Restate word for word the lines from the one containing "as [82, 56]." through the end of the listing below, with both ends included.

§ §

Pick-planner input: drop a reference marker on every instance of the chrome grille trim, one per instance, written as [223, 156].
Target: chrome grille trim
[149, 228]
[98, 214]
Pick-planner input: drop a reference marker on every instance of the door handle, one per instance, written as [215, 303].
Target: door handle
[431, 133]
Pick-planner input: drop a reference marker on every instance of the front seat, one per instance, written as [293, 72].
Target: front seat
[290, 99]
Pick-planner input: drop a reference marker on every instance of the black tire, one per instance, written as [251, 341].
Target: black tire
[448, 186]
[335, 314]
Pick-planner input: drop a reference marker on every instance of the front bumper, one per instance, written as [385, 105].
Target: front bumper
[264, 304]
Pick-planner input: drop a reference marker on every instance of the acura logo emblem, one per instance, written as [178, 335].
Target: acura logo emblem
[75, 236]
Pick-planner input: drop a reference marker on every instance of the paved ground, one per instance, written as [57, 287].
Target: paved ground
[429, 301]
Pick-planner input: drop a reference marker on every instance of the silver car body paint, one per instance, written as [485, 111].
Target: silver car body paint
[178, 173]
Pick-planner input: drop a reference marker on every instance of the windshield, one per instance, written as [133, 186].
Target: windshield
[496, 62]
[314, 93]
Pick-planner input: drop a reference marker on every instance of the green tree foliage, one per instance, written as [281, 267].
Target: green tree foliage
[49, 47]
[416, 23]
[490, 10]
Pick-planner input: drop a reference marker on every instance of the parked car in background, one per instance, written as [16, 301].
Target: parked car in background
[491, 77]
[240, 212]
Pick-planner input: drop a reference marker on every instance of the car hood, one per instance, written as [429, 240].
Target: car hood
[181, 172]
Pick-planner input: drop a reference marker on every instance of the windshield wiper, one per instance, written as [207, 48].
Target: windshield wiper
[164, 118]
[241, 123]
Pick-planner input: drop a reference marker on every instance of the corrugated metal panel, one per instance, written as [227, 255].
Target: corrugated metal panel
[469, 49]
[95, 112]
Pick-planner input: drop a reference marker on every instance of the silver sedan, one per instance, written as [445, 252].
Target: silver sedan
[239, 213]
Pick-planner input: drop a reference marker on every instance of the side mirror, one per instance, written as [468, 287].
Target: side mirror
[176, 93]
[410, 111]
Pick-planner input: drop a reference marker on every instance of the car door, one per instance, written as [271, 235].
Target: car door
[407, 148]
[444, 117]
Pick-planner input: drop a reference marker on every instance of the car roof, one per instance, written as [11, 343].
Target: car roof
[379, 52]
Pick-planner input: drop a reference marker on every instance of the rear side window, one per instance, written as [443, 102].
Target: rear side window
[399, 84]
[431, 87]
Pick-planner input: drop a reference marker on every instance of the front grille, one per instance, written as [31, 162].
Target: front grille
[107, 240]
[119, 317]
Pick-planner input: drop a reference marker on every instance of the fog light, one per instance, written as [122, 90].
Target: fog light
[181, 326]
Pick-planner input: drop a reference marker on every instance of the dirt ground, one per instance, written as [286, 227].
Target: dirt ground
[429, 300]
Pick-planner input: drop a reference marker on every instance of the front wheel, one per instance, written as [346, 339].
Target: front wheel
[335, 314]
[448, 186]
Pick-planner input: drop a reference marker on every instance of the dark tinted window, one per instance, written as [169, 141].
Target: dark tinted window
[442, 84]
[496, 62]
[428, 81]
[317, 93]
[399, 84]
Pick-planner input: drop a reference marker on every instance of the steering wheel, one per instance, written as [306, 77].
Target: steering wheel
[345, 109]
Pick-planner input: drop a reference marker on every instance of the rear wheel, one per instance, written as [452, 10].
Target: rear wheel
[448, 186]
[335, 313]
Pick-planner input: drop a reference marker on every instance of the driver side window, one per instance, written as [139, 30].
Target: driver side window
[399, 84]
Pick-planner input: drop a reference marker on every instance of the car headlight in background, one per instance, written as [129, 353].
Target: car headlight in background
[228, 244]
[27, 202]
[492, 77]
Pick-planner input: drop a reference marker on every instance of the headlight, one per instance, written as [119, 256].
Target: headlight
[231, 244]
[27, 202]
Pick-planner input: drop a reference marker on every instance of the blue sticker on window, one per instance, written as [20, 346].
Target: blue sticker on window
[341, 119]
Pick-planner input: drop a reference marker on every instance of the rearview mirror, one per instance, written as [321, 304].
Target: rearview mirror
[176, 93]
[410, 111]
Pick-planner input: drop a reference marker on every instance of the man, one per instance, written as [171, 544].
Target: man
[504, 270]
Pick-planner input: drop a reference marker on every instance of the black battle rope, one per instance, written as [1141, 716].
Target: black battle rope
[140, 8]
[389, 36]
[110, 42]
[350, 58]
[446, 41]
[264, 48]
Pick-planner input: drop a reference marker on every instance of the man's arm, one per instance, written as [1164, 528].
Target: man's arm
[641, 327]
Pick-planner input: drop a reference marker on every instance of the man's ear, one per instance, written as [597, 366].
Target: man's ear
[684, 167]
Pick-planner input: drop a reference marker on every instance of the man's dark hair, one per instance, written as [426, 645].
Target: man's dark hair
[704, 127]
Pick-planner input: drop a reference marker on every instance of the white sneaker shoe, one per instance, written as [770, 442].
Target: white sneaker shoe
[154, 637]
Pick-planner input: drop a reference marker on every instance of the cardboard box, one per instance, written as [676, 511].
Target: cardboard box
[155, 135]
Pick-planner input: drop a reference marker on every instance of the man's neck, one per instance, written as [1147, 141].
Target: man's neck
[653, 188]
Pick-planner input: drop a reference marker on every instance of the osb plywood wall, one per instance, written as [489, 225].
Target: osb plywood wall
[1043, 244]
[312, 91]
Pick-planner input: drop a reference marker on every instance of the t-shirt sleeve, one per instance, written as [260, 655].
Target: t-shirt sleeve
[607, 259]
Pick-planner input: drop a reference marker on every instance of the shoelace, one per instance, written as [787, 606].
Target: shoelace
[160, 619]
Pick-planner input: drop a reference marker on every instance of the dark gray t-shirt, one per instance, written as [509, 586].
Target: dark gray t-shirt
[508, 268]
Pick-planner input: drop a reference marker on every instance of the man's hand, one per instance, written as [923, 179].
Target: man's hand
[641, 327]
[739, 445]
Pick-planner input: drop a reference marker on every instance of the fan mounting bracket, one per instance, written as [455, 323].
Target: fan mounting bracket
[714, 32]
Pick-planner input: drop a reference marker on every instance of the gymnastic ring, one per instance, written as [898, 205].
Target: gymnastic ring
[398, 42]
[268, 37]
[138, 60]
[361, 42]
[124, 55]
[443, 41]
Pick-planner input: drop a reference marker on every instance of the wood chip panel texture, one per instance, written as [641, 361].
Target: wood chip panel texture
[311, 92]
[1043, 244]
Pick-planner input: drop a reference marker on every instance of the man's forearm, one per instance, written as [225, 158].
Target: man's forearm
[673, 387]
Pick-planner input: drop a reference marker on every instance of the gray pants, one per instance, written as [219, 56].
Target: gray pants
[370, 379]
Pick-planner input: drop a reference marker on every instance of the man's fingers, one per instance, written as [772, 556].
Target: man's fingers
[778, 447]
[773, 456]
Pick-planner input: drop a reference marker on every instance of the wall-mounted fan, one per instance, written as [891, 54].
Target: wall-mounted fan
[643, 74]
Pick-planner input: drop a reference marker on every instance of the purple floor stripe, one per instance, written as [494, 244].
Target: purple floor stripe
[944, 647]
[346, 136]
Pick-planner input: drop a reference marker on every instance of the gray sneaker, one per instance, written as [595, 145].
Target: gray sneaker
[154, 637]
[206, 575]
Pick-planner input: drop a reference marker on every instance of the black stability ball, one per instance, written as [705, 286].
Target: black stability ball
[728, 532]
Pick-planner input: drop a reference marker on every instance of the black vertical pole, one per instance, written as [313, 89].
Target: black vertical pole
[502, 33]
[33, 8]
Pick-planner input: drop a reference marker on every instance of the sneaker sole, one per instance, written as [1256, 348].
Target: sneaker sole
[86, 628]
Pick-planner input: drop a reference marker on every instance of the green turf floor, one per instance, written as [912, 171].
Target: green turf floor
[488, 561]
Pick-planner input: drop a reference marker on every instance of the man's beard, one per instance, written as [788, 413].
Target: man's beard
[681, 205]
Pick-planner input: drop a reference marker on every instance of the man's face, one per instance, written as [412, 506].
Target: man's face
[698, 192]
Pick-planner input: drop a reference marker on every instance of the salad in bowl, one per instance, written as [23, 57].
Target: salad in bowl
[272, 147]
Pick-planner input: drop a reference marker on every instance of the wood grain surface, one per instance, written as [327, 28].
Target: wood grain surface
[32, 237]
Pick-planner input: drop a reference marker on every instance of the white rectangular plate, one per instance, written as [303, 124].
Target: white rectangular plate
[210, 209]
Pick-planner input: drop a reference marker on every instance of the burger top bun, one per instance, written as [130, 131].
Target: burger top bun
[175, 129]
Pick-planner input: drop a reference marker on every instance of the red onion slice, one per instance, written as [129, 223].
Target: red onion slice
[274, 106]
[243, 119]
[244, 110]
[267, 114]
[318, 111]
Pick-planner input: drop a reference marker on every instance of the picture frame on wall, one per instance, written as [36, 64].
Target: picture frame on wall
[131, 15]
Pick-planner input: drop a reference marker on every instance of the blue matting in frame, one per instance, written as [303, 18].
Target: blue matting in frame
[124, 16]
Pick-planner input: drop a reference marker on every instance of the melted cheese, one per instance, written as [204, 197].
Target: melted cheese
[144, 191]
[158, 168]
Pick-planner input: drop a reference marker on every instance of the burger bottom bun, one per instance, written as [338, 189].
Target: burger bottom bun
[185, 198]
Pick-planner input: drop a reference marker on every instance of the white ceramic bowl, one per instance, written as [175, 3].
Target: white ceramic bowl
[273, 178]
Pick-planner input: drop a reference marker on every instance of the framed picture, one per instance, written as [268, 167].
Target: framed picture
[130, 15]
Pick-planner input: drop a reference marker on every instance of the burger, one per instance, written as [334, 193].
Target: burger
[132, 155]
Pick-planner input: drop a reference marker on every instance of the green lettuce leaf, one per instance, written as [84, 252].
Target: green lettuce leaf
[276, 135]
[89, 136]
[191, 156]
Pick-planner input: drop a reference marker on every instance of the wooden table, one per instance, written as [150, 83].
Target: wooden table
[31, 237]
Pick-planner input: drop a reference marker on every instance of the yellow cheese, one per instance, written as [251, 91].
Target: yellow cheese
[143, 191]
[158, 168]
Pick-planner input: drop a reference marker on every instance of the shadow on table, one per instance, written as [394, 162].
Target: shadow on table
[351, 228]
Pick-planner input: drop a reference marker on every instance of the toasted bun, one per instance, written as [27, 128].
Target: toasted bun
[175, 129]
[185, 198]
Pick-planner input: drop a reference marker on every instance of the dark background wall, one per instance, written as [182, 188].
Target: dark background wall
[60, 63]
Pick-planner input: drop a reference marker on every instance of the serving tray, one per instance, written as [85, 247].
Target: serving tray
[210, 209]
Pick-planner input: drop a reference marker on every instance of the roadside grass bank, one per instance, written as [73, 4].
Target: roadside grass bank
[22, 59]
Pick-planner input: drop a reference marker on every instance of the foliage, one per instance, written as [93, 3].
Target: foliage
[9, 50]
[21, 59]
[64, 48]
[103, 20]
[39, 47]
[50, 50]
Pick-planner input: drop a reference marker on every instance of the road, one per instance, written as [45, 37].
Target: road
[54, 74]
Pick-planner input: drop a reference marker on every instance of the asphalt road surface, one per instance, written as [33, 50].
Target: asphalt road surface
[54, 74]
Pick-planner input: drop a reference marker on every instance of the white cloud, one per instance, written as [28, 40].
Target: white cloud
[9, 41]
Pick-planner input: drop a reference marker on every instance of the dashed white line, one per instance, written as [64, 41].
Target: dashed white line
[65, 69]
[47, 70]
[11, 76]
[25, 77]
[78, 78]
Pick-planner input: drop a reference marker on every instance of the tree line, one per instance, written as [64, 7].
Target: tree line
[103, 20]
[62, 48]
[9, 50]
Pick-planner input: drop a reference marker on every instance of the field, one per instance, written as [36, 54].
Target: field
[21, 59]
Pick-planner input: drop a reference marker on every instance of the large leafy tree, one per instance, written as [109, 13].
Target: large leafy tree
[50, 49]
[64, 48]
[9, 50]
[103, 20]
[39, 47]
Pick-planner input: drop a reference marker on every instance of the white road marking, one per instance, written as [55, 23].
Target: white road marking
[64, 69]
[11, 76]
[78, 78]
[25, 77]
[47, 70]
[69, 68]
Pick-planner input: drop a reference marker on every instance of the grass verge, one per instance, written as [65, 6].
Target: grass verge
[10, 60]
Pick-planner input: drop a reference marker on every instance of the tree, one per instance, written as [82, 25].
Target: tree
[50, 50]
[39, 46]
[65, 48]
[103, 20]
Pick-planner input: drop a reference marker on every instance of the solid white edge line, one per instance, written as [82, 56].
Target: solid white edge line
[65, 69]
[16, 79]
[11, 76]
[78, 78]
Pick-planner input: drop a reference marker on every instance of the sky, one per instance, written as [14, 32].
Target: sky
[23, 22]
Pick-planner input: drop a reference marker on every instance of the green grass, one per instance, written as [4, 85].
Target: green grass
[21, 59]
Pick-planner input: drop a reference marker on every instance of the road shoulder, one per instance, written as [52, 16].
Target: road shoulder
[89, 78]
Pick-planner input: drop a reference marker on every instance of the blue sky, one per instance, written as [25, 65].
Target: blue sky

§ §

- **Right answer**:
Pick-planner input: drop a reference marker on every instance of the solid white edge line, one per instance, written as [82, 56].
Target: solid white edge line
[65, 69]
[16, 79]
[11, 76]
[78, 78]
Pick-planner input: drop a reference marker on every instance of the sky, one per instance, written as [14, 32].
Target: sky
[23, 22]
Pick-planner input: drop a reference marker on every instance of the green grass, one per instance, written as [4, 85].
Target: green grass
[21, 59]
Pick-planner input: drop a reference marker on every instance of the road shoulder, one per instance, written as [52, 16].
Target: road shoulder
[89, 78]
Pick-planner input: drop a reference marker on every instance of the blue sky, one per instance, written as [25, 65].
Target: blue sky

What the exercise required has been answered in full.